• _STATED TASK_
Reproduce the entries from the line with "If you could point out the railing" through the line with "(816, 1202)", swapping "white cloud" for "gray cloud" and changing nothing else.

• _DATA FOR THE TASK_
____

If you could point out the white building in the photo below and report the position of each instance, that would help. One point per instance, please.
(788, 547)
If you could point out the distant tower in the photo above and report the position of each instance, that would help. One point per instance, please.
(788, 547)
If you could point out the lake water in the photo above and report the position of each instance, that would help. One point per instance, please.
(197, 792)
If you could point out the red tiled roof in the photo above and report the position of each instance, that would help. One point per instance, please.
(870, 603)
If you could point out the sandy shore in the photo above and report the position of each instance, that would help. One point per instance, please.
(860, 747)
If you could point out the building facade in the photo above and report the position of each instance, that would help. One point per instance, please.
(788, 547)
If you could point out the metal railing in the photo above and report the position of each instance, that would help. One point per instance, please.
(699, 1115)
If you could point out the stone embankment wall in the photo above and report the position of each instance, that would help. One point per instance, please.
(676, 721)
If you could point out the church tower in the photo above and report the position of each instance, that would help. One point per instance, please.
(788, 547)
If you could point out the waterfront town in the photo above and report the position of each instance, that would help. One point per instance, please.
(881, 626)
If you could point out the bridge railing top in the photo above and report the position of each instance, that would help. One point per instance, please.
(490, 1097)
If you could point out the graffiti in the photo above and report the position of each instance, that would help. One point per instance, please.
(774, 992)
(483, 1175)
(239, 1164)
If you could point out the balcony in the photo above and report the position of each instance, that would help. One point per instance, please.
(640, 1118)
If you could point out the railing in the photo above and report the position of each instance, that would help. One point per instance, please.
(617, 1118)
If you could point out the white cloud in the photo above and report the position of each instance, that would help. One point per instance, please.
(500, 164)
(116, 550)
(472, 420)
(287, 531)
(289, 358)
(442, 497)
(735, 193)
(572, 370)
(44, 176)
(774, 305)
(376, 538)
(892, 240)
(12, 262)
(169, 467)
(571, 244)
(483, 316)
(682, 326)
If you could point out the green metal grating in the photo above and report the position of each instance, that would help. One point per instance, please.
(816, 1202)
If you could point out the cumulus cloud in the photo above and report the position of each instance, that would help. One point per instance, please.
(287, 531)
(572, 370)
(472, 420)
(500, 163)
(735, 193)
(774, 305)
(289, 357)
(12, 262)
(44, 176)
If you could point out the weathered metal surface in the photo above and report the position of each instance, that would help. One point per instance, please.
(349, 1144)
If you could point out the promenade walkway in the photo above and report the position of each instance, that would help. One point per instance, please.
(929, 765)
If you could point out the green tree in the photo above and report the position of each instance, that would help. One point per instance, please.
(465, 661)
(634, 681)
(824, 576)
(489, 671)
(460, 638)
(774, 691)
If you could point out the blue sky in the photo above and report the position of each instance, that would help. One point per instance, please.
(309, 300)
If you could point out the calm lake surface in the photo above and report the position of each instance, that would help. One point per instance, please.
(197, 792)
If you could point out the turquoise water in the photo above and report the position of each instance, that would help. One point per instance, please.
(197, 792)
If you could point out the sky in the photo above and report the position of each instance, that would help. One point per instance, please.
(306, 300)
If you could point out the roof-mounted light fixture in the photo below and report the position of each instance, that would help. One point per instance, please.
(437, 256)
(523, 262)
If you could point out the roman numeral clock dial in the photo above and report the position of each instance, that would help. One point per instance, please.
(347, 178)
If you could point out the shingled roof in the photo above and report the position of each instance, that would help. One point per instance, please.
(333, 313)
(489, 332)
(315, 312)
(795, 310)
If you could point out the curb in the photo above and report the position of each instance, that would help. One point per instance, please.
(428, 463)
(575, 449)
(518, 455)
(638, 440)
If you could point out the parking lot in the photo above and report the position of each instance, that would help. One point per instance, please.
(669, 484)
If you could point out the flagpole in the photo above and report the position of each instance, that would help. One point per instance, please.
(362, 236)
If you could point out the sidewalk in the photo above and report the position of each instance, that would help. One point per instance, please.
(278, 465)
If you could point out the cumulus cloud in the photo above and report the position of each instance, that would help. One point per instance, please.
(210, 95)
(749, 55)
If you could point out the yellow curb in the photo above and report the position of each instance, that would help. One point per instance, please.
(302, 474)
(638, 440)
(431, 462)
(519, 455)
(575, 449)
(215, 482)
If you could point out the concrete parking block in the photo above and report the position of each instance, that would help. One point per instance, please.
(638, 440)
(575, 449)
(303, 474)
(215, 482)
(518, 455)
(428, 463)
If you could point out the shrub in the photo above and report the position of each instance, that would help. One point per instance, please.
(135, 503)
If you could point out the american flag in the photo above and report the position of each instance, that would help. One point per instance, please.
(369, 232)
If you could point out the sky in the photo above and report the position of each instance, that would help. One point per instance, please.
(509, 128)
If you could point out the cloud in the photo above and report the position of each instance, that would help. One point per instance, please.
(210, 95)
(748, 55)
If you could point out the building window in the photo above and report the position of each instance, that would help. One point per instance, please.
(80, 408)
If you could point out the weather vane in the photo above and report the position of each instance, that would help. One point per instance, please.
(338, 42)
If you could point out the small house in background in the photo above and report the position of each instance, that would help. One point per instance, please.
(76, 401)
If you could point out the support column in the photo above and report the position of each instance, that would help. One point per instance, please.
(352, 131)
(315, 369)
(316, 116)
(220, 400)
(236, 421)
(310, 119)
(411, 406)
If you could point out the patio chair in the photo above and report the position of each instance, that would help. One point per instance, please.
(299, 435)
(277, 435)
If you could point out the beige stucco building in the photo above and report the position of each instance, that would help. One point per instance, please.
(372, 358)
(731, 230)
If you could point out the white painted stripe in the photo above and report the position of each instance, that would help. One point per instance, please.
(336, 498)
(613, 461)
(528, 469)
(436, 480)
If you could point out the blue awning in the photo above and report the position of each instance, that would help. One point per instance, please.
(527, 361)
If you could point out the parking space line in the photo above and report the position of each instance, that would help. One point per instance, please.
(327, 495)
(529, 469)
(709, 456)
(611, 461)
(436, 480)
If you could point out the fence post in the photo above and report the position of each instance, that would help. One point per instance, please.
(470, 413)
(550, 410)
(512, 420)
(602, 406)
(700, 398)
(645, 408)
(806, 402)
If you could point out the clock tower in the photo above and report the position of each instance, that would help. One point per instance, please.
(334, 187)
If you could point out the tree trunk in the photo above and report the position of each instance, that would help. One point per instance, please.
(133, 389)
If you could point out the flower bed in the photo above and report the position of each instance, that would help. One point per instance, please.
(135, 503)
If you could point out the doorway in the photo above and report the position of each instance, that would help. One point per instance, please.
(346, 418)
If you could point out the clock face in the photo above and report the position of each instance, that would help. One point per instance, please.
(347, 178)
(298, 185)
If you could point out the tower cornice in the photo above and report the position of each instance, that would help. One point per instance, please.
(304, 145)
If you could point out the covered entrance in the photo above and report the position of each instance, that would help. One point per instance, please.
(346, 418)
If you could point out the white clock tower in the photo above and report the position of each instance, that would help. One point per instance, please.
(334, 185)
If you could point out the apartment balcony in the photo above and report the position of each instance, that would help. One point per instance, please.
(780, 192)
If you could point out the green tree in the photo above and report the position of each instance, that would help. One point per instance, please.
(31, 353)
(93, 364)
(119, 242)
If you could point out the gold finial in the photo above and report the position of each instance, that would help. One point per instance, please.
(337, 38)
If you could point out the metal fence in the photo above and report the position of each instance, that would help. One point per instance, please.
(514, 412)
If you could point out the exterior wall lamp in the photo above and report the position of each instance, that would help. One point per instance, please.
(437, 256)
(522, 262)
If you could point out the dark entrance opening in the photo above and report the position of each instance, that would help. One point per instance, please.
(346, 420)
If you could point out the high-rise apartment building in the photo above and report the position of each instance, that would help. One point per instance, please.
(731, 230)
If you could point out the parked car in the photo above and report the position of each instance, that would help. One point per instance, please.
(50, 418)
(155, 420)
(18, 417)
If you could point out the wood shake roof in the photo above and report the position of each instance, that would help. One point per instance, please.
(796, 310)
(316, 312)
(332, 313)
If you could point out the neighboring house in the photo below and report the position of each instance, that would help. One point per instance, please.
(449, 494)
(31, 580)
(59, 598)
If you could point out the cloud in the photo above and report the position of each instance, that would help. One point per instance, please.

____

• _TASK RESULT_
If you could point out the railing in the photo above and report the position of each instance, that would help. One point per instance, please.
(617, 1118)
If you could point out the gray cloud in the photo above and report the position of each instance, that would help. One point per instance, please.
(500, 164)
(116, 550)
(472, 420)
(287, 531)
(289, 358)
(442, 497)
(735, 193)
(572, 370)
(44, 176)
(774, 305)
(376, 538)
(892, 240)
(12, 262)
(169, 467)
(571, 244)
(483, 316)
(682, 326)
If you could point out the green metal grating in the photo above and report the position of each instance, that would help. One point per instance, please.
(816, 1202)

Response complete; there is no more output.